>> BEGIN Input

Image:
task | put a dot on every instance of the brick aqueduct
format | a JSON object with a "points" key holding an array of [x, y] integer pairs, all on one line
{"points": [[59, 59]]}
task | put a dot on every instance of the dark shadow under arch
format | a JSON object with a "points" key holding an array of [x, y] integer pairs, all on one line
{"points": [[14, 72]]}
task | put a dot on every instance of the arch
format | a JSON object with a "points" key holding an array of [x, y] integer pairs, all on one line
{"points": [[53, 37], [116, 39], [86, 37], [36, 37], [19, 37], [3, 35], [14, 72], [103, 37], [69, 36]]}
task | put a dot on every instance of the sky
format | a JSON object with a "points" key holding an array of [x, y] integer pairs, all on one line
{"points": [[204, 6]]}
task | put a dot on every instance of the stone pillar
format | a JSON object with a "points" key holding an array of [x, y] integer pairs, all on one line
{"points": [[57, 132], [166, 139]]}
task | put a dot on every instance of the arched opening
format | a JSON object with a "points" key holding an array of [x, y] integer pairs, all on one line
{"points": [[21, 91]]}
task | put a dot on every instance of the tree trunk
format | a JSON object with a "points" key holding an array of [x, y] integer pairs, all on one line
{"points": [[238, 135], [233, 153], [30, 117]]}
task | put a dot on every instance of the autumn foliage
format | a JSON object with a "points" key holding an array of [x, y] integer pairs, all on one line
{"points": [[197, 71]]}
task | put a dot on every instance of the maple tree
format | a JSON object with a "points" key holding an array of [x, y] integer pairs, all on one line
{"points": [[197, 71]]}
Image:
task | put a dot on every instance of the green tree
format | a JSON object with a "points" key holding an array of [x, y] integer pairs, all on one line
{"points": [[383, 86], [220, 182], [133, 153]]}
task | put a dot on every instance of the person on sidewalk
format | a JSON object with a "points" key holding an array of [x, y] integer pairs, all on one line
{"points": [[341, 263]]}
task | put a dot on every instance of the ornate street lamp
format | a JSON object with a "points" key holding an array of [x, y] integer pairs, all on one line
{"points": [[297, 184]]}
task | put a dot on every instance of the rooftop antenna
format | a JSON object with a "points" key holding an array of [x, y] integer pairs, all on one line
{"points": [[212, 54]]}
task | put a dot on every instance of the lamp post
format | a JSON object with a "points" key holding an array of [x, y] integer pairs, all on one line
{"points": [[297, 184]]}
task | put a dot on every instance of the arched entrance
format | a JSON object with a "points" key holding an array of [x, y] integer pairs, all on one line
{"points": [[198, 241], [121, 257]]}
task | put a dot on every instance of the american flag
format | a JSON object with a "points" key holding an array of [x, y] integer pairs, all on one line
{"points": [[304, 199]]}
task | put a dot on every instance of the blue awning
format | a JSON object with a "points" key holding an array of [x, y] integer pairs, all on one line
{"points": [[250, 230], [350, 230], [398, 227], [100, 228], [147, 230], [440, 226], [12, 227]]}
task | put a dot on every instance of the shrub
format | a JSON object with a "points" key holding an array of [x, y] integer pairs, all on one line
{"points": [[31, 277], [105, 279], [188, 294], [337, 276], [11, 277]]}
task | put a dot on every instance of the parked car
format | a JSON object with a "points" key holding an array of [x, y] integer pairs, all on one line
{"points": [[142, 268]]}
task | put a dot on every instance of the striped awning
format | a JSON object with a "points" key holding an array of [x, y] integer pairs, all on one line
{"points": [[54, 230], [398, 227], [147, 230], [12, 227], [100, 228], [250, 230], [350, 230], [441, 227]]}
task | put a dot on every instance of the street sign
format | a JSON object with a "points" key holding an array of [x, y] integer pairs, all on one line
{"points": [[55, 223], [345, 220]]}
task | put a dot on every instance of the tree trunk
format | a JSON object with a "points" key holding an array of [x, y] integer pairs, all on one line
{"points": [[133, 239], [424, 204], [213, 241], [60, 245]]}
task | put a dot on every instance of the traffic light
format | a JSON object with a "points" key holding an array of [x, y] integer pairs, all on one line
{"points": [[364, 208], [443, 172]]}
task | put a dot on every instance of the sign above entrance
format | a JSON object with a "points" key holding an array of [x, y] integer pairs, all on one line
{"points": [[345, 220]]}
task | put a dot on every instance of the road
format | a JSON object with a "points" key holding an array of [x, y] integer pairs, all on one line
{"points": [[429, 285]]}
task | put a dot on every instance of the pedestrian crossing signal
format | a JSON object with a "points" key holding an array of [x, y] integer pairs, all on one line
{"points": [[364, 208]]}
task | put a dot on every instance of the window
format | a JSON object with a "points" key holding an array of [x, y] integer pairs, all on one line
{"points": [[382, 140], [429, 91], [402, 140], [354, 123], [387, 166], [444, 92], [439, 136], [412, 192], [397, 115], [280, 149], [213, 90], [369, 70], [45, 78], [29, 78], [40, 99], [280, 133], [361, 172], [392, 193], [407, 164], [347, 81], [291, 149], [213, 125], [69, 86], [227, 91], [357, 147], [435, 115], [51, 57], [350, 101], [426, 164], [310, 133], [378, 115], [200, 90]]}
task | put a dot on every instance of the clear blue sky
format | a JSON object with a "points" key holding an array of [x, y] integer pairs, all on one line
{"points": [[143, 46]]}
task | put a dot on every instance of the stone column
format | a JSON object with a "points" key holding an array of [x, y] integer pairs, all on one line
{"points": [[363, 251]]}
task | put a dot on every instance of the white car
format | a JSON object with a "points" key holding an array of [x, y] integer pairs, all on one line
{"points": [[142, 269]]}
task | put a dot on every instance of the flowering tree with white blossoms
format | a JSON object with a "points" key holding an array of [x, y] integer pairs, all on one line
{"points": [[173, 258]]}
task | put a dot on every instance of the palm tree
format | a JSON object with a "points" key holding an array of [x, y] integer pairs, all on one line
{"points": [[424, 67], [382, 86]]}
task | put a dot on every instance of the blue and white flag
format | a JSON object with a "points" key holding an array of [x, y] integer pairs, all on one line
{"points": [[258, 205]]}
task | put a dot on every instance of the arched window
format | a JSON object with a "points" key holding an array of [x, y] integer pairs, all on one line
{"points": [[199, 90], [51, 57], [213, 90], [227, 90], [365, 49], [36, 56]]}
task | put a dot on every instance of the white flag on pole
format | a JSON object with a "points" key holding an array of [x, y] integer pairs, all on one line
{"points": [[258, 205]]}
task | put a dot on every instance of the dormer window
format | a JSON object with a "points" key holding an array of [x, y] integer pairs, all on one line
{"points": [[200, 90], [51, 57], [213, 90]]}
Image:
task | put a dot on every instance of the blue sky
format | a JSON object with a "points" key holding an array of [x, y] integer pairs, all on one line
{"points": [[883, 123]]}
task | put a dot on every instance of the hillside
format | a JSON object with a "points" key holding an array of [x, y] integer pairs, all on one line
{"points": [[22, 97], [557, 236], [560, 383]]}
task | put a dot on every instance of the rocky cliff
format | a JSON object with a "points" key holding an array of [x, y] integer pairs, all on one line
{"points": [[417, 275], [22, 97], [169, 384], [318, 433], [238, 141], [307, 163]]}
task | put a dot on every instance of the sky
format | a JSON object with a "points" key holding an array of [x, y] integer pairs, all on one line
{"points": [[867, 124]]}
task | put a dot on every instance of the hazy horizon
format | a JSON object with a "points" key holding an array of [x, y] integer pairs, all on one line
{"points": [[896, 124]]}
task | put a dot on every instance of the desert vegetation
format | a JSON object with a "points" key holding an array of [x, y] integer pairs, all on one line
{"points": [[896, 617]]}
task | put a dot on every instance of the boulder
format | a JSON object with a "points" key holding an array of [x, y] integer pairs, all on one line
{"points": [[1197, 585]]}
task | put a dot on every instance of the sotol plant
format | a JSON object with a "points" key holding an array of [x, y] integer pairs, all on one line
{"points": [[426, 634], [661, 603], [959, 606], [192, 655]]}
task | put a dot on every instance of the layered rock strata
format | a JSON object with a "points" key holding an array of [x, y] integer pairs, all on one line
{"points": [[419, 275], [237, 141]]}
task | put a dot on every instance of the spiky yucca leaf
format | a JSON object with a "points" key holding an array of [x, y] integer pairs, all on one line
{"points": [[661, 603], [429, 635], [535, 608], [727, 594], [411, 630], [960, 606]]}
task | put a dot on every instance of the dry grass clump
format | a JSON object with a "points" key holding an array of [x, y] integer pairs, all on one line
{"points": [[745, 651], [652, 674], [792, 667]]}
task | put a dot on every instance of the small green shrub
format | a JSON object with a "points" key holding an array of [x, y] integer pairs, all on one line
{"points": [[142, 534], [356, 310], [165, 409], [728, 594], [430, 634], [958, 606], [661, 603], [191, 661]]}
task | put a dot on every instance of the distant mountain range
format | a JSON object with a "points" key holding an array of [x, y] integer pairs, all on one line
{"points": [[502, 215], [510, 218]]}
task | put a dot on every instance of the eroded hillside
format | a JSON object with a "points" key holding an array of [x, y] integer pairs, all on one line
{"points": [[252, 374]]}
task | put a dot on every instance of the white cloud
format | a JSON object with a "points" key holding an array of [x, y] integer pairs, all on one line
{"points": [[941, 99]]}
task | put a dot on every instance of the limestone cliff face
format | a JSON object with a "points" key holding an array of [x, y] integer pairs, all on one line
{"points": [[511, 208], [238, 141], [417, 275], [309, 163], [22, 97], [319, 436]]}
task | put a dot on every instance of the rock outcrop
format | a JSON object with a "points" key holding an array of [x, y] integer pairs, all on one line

>> END Input

## Stated task
Repeat only the stretch of lines that opens with the line containing "task | put a dot on every instance of the dry" and closes with the final line of the entries, both included, exactly as written.

## Finished task
task | put a dot on every instance of the dry grass clump
format | a JSON object with a "points" key holding an array of [x, y] integer pairs, all on one line
{"points": [[745, 651], [652, 674], [792, 667]]}
task | put a dot on every instance of the small green shrub
format | a JSON object with a "points" key holding an array of [x, y] integer pairs, all on one line
{"points": [[142, 534], [356, 310], [165, 409], [728, 594], [430, 634], [958, 606], [661, 603], [191, 661]]}
task | put a dot on every instance of the distant mountain range
format | a JSON object with a "points" key holding an array of [x, y] integer pairs, all on one line
{"points": [[502, 215], [510, 218]]}
task | put a dot on every instance of the eroded hillside
format | a JSON object with a "points" key holding an array of [x, y] integer pairs, all on one line
{"points": [[252, 374]]}
task | put a dot on every instance of the white cloud
format | a JSON object with a "points" key holding an array of [x, y] integer pairs, all on one line
{"points": [[941, 99]]}
task | put a dot on every instance of the limestone cliff face
format | a JSON object with a "points" key holding an array of [x, y] integer pairs, all on one line
{"points": [[511, 208], [238, 141], [417, 275], [309, 163], [22, 97], [319, 436]]}
task | put a dot on every instance of the rock outcrop
format | a JSON object with a "points" key holding an array of [x, y] integer pairs, all on one line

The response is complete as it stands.